Dataset entries:
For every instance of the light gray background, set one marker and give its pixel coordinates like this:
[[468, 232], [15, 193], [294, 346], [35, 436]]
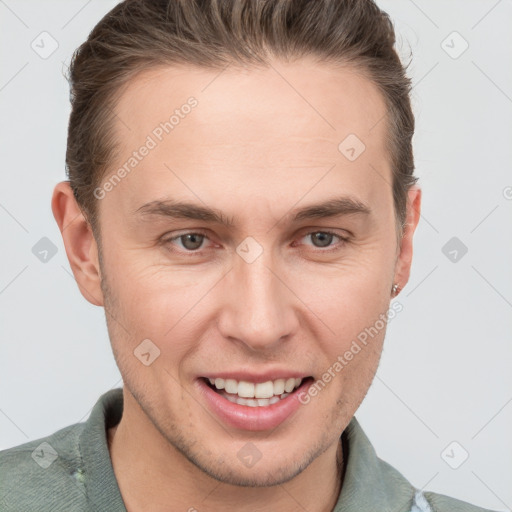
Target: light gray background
[[445, 374]]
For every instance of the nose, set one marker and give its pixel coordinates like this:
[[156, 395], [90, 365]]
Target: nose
[[257, 305]]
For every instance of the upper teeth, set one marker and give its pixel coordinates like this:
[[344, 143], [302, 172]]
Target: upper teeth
[[246, 389]]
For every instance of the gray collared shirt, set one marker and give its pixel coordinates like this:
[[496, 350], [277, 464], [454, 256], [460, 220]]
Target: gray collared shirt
[[71, 471]]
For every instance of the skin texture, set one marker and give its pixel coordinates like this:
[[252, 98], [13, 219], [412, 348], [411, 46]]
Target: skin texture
[[259, 144]]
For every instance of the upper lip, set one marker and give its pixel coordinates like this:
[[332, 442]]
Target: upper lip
[[256, 377]]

EXERCISE DIRECTIONS | Take every line from the data above that holds "give" and copy it out.

RESPONSE TO THIS TASK |
For every instance of the light gray background, set one marker and give its pixel coordinates like this:
For every instance of the nose, set one marker and give its pixel coordinates like this:
For every instance of the upper teeth, set one marker and give its pixel coordinates like this:
For every instance of the gray collared shirt, set one marker and give its pixel coordinates like this:
For every instance of the skin texture, set one marker and give its pixel coordinates like this:
For every instance of the upper lip, set one marker and give its pixel coordinates like this:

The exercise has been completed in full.